GIVEN REQUEST 1 — In the Gurdial Singh judgment, what sentence did the trial judge impose for the conviction under Section 302 I.P.C.?
— Start EXTRACT PROVIDED —
Gurdial Singh vs State Of Punjab on 21 August, 1995

Supreme Court of India
Gurdial Singh vs State Of Punjab on 21 August, 1995
Equivalent citations: 1995 AIR 2468, 1995 SCC Supl. (3) 451
Author: M M.K.
Bench: Mukherjee M.K. (J)
           PETITIONER:
GURDIAL SINGH

	Vs.

RESPONDENT:
STATE OF PUNJAB

DATE OF JUDGMENT21/08/1995

BENCH:
MUKHERJEE M.K. (J)
BENCH:
MUKHERJEE M.K. (J)
NANAVATI G.T. (J)

CITATION:
 1995 AIR 2468		  1995 SCC  Supl.  (3) 451
 JT 1995 (6)   140	  1995 SCALE  (4)837


ACT:



HEADNOTE:



JUDGMENT:

J U D G M E N T
M.K. MUKHERJEE. J
Darshan Singh, Mukhtiar Singh and Gurdial Singh, the
appellant herein, were tried by the Judge, Special Court,
Ferozepore for committing the murder of one Ram pal with
fire-arms in furtherance of their common intention. The
learned Judge acquitted Darshan Singh and Mukhtiar Singh but
convicted the appellant under Section 302 I.P.C. and 25 Arms
Act. and sentenced him to suffer imprisonment for life for
the first conviction and rigorous imprisonment for 1.1/2
years for the other, with a direction that the sentences
would run concurrently. Hence this appeal.
— End EXTRACT PROVIDED —
— Start EXERCISE DATA —
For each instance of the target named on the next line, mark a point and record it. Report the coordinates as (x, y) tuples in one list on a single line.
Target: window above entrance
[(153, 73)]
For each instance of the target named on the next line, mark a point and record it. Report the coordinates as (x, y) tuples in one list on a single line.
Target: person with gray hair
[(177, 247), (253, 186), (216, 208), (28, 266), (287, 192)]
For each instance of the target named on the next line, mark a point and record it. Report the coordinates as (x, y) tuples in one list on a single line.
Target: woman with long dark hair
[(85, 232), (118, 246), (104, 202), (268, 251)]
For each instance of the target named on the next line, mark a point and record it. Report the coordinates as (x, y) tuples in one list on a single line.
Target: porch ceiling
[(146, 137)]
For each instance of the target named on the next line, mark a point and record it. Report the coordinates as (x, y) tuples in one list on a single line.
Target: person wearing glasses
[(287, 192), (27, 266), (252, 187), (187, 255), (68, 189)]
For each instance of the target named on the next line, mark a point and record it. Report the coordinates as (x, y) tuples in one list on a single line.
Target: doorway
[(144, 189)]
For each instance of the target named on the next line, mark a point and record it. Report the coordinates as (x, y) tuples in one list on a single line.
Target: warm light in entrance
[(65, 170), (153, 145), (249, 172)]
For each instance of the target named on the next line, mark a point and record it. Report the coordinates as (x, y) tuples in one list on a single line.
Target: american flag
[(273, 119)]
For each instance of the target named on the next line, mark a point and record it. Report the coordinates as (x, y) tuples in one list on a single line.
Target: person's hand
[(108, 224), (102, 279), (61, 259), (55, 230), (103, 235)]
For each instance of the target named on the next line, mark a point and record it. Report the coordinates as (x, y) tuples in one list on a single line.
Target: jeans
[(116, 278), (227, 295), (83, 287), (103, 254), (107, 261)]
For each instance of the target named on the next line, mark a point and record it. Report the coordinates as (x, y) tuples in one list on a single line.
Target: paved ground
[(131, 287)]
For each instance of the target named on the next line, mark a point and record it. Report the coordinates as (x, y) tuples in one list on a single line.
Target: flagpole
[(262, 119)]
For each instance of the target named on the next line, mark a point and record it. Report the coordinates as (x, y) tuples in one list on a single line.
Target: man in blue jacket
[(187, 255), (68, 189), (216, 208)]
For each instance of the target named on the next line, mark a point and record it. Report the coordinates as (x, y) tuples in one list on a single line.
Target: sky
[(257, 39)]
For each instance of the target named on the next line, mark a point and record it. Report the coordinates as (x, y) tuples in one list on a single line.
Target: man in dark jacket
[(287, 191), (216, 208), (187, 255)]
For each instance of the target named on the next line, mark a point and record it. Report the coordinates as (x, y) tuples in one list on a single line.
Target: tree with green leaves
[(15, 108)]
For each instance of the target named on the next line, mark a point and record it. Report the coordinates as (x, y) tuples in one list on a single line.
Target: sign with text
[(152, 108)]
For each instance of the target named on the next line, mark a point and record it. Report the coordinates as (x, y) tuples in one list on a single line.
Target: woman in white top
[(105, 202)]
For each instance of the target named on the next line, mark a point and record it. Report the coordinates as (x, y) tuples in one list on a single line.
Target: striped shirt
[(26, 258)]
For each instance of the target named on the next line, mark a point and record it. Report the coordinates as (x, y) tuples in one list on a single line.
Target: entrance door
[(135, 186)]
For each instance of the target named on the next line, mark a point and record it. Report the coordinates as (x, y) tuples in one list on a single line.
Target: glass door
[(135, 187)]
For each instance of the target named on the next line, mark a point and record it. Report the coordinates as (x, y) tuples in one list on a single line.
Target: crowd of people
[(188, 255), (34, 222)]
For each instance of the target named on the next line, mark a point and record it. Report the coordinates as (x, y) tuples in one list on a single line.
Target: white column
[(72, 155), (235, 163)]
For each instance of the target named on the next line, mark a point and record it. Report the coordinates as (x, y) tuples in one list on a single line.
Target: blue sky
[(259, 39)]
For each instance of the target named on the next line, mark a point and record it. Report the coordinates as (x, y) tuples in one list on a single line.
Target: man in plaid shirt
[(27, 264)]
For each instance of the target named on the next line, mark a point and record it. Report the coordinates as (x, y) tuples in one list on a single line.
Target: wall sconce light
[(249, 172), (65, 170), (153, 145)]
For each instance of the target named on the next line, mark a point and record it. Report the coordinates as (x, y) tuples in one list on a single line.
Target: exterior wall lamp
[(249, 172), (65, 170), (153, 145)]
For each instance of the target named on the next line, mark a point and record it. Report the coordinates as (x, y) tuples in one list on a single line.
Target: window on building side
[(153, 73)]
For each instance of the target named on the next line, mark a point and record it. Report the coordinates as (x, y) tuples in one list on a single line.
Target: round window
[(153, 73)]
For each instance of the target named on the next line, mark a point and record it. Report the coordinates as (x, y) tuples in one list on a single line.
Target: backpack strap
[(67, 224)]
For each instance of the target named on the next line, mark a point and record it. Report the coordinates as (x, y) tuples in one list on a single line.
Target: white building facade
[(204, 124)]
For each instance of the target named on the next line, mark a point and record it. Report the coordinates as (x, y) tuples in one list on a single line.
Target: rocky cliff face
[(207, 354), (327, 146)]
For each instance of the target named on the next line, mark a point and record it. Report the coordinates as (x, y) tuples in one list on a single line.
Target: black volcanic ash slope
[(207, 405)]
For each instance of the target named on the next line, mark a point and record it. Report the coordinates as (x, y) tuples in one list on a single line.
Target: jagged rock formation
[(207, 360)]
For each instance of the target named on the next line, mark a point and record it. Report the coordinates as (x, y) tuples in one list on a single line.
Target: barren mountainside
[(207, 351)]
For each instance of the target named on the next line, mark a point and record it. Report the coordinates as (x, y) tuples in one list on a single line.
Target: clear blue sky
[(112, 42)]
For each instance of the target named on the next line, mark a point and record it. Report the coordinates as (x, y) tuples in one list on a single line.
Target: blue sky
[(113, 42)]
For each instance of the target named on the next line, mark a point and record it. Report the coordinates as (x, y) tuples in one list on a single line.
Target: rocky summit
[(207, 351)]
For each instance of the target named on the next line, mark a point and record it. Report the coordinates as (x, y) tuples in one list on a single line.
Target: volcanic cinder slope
— End EXERCISE DATA —
GIVEN REQUEST 2 — Retype the part of the entries that opens with their very first line and closes with the line containing "[(85, 232), (118, 246), (104, 202), (268, 251)]", including both of those lines.

COMPLETE OUTPUT 1 — Imprisonment for life.

COMPLETE OUTPUT 2 —
For each instance of the target named on the next line, mark a point and record it. Report the coordinates as (x, y) tuples in one list on a single line.
Target: window above entrance
[(153, 73)]
For each instance of the target named on the next line, mark a point and record it. Report the coordinates as (x, y) tuples in one list on a single line.
Target: person with gray hair
[(177, 247), (253, 186), (216, 208), (28, 266), (287, 192)]
For each instance of the target named on the next line, mark a point and record it. Report the coordinates as (x, y) tuples in one list on a single line.
Target: woman with long dark hair
[(85, 232), (118, 246), (104, 202), (268, 251)]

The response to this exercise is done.